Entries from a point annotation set
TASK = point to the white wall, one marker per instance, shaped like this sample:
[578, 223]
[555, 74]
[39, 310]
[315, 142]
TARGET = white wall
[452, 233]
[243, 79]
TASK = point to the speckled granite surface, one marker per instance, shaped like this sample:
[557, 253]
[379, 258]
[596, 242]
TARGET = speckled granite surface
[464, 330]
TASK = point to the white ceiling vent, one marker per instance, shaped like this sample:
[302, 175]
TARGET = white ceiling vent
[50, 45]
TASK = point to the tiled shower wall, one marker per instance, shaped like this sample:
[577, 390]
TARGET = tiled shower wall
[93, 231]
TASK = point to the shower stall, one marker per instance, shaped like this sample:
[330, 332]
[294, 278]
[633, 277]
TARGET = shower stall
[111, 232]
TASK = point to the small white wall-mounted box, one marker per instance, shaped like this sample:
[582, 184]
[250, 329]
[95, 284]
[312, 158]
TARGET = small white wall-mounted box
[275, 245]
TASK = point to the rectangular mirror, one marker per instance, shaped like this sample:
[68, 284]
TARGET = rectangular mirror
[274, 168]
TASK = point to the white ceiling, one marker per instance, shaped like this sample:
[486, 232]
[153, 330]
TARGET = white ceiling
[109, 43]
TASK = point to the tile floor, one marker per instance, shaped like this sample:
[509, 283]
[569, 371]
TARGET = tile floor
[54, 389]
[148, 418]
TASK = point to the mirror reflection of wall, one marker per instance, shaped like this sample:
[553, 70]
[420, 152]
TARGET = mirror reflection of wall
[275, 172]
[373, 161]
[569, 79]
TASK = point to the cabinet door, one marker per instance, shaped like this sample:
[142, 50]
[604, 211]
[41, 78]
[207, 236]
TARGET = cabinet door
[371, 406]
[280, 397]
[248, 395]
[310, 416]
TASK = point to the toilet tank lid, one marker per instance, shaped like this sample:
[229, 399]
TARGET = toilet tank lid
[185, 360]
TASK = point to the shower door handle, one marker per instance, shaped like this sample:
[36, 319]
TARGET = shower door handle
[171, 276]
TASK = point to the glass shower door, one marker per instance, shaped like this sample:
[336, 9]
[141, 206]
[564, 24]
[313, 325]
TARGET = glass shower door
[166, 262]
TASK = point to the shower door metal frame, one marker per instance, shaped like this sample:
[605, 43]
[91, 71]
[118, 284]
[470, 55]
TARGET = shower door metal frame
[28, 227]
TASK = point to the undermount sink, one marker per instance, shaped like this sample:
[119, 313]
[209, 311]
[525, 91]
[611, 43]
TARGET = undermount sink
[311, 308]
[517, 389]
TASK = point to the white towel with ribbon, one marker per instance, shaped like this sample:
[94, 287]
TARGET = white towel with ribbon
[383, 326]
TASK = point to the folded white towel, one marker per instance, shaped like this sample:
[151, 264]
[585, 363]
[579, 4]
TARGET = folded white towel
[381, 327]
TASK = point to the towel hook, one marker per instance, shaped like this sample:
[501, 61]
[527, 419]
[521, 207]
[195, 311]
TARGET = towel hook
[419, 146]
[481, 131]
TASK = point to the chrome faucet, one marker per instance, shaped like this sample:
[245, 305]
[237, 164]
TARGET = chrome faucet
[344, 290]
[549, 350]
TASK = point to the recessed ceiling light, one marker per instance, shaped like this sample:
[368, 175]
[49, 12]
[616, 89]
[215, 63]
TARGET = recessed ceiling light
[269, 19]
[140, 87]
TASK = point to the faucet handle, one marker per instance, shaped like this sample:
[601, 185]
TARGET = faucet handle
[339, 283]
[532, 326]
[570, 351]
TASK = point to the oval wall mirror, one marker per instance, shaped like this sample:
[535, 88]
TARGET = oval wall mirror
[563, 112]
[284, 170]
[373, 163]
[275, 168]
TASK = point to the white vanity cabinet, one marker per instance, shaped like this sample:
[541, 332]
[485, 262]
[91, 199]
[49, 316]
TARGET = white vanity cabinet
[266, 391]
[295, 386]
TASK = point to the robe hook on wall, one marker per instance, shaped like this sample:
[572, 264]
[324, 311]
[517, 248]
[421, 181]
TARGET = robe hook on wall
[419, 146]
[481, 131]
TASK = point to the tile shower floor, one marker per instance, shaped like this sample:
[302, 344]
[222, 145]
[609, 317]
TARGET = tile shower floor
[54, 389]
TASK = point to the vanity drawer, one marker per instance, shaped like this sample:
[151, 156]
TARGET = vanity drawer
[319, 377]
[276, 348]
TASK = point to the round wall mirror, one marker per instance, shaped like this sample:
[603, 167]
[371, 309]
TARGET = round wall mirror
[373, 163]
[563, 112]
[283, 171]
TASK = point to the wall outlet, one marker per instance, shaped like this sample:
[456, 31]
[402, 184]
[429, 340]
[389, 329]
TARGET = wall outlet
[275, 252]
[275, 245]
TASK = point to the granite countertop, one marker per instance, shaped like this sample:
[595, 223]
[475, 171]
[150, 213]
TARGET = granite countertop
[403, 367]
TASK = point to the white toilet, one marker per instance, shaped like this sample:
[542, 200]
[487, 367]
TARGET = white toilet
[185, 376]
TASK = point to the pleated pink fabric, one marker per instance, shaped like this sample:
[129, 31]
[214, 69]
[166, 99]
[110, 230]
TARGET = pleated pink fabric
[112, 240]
---
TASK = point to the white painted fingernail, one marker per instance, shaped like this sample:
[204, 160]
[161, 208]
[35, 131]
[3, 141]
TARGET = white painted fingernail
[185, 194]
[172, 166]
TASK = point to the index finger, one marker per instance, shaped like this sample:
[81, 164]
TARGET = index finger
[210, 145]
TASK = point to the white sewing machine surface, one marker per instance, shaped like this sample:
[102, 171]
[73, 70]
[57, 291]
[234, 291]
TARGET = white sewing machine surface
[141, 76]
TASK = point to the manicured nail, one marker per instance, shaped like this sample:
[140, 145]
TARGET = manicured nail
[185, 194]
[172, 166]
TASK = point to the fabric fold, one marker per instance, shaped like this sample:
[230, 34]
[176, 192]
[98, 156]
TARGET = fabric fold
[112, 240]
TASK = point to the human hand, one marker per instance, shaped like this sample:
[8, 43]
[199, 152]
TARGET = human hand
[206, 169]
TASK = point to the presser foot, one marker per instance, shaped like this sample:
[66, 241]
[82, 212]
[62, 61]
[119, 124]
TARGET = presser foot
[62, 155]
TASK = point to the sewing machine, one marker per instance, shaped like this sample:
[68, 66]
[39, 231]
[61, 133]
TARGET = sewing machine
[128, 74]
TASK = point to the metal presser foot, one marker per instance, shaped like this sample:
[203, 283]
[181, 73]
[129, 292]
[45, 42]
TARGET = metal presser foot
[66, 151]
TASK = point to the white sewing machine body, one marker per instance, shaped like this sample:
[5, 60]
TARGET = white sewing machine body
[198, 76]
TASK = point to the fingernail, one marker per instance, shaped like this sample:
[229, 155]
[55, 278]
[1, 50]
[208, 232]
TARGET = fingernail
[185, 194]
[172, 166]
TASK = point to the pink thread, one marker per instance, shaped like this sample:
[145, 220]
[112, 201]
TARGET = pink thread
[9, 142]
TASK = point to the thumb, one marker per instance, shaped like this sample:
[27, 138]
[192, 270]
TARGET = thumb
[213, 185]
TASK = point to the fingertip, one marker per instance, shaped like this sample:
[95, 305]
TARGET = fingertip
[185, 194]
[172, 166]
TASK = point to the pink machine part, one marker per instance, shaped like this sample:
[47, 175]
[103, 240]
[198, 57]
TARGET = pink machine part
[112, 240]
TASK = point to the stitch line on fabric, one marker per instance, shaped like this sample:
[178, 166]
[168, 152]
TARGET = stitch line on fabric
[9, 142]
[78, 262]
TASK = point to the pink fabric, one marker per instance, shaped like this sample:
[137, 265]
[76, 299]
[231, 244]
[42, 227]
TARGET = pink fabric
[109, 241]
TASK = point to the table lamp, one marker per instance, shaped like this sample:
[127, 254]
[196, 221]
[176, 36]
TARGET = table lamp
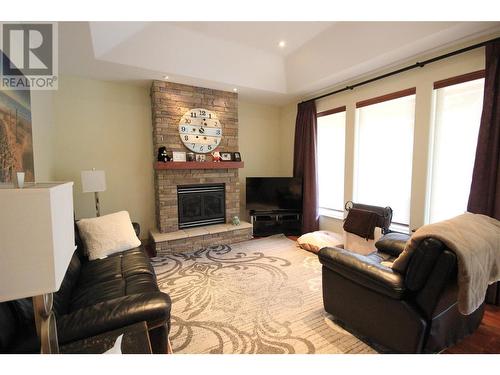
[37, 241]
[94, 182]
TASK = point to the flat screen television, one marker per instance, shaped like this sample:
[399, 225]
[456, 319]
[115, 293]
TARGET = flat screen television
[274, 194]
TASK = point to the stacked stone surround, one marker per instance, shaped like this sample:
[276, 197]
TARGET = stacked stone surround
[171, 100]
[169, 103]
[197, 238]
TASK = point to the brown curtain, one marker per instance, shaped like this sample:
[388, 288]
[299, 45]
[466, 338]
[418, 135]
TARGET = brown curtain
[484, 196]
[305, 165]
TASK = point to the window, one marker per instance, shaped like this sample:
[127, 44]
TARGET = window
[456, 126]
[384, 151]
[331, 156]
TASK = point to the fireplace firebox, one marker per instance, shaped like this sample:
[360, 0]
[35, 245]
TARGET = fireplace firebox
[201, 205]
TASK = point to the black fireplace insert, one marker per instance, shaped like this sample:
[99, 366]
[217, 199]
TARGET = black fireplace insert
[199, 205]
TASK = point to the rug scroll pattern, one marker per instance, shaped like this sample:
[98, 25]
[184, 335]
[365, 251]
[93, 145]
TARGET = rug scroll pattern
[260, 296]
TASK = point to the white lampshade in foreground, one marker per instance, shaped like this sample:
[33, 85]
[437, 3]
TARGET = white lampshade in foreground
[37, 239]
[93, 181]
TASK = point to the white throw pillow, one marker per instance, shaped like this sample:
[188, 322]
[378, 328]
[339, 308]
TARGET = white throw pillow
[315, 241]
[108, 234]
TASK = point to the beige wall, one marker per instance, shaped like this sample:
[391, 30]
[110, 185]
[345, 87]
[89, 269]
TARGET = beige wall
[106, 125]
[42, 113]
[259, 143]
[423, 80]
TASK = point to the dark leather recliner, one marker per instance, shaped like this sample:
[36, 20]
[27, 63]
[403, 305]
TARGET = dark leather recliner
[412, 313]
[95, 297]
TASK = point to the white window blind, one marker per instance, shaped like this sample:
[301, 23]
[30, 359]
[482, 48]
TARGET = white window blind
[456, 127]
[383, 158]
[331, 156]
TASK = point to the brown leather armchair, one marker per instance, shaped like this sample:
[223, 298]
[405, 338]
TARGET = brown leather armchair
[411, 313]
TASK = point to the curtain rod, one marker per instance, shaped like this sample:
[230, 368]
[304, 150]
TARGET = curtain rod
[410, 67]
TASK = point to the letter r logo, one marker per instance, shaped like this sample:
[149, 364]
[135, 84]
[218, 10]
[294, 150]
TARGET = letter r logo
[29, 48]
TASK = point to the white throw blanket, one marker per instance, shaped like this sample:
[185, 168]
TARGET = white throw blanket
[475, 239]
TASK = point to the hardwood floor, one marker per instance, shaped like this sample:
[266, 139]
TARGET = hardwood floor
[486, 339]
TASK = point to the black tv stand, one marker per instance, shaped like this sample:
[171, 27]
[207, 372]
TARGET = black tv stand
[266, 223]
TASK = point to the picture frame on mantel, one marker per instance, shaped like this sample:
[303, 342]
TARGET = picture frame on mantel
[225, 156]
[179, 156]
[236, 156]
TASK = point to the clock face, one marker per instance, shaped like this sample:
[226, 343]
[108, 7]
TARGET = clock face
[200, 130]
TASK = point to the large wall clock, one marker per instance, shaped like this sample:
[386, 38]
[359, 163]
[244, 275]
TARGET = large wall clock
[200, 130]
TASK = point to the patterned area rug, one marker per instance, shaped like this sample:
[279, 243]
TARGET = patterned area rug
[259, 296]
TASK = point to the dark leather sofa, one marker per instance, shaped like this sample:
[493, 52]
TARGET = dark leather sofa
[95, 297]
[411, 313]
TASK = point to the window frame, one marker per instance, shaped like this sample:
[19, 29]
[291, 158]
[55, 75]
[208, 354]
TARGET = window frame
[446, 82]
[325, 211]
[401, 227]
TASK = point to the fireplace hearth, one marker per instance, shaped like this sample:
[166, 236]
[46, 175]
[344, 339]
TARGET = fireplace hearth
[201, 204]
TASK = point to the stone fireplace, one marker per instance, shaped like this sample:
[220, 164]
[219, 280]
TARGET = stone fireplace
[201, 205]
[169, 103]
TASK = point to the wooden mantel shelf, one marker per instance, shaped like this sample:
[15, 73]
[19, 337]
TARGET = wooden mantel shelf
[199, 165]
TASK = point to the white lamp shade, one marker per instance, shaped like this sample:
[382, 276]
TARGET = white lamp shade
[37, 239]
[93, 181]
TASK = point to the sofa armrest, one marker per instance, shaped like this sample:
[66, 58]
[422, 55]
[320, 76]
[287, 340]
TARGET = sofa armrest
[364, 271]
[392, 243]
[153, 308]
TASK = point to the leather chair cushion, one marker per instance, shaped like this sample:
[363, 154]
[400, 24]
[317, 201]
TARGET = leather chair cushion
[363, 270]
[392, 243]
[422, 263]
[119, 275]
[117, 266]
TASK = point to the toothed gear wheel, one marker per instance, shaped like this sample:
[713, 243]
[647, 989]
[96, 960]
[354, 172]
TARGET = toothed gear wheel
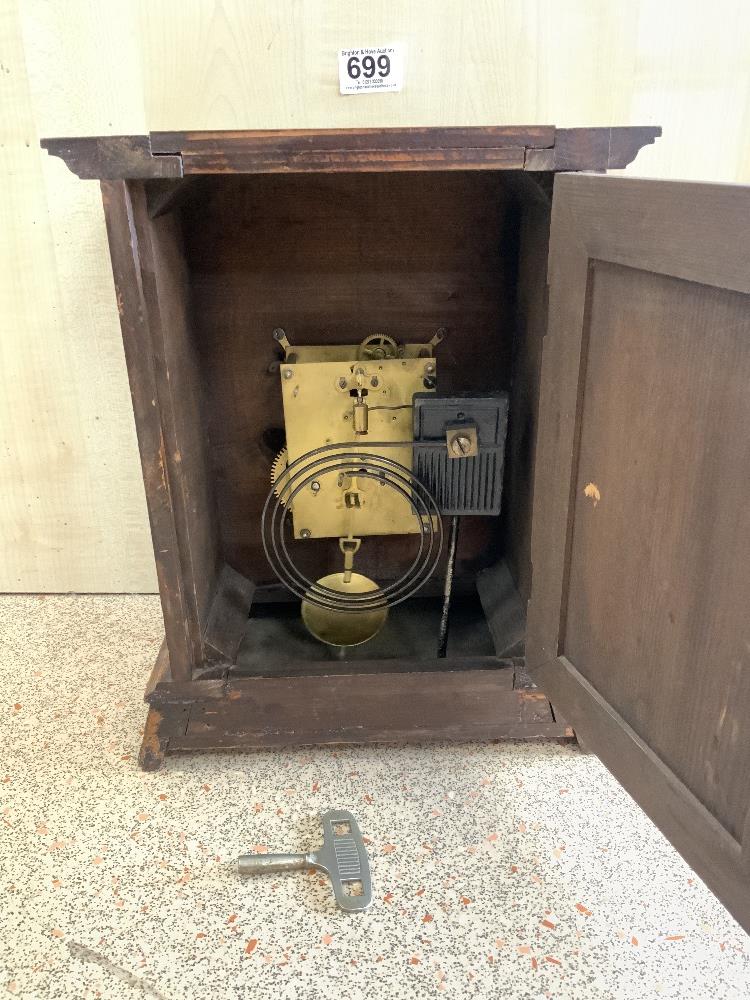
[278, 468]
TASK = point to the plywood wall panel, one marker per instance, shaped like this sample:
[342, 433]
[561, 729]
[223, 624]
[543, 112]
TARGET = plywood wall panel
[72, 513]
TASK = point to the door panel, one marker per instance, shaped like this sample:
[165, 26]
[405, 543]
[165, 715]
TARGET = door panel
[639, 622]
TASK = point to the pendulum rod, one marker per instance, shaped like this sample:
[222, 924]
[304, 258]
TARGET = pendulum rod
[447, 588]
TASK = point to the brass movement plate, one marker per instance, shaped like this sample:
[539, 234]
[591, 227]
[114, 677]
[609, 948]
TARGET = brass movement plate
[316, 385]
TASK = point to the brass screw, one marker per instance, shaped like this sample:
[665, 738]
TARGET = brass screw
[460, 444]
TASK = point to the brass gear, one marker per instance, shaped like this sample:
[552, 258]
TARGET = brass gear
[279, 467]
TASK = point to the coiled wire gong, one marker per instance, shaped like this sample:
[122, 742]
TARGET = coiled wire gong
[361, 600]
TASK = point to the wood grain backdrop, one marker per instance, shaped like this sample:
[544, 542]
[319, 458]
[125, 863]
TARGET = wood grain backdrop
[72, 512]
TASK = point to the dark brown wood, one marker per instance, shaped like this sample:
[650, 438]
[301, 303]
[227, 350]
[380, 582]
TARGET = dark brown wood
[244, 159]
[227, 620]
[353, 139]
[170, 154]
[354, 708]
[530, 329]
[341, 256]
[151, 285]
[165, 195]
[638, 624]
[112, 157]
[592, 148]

PROMPT >>
Please extract every line of the data that contains the word "plate", treating uppercase and lowercase as different.

EXERCISE RESPONSE >>
TASK = point to the brass movement plate, one marker per instance, shaped like this sample:
TARGET = brass movement plate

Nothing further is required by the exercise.